### Фрагмент страницы
========
Режиссер Константин Балакин настаивает, что перед нами вовсе не четкое следование историографии, а лишь фантазия авторов. Но и белые шарфы на руках католиков, и огромное количество исторических персонажей как-то опровергают это. Да и сама кульминация оперы чем не история – Варфоломеевская ночь – смерть около 30 тысяч гугенотов во всей Франции и около 3 тысяч в Париже 24 августа 1572 года. Эпичность и размашистость на фоне еще не треснувших от гильотин и революций лепнин и золота.
С точки зрения сценических решений Елены Вершининой, что пестрым, что темным костюмам разной эпохи не особо верится – слишком картинно и театрально для театра. Но именно как фантазия, как совокупность всех наших представлений о благородном Средневековье, о борьбе гугенотов и католиков, кальвинистов и лютеран и других для современного читателя не особо понятных наименований религиозных отрядов, это отлично работает. Кровавое платье и шубка Маргариты, нимфы-служанки в полуприкрытом тюлем павильоне, рыцарские доспехи и средневековые одеяния с высокими чулками окунают в мир скорее искусства, чем правды. Но в современном восприятии таким образом меняется акцент проблемы: от любовного конфликта, достаточно узкого и глупого, до трагедии целого французского народа.
========
### Задание A
Назовите все религиозные группы, упомянутые во фрагменте об оперной постановке.
Фрагмент страницы и записи между собой никак не связаны.
========
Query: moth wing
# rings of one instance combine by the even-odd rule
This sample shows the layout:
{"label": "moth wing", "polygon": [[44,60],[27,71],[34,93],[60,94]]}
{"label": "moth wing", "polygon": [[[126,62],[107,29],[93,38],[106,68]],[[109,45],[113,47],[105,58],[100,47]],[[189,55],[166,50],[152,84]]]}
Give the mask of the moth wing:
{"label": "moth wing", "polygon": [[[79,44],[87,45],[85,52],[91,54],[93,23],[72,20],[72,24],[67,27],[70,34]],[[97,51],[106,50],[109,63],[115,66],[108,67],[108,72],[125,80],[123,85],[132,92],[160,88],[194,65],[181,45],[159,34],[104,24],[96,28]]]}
========
### Задание B
Процитируйте записи без изменений, начиная с их первой строки и заканчивая строкой, где есть «Give the mask», включая обе.

### Ответ A
Гугеноты, католики, кальвинисты, лютеране.

### Ответ B
Query: moth wing
# rings of one instance combine by the even-odd rule
This sample shows the layout:
{"label": "moth wing", "polygon": [[44,60],[27,71],[34,93],[60,94]]}
{"label": "moth wing", "polygon": [[[126,62],[107,29],[93,38],[106,68]],[[109,45],[113,47],[105,58],[100,47]],[[189,55],[166,50],[152,84]]]}
Give the mask of the moth wing:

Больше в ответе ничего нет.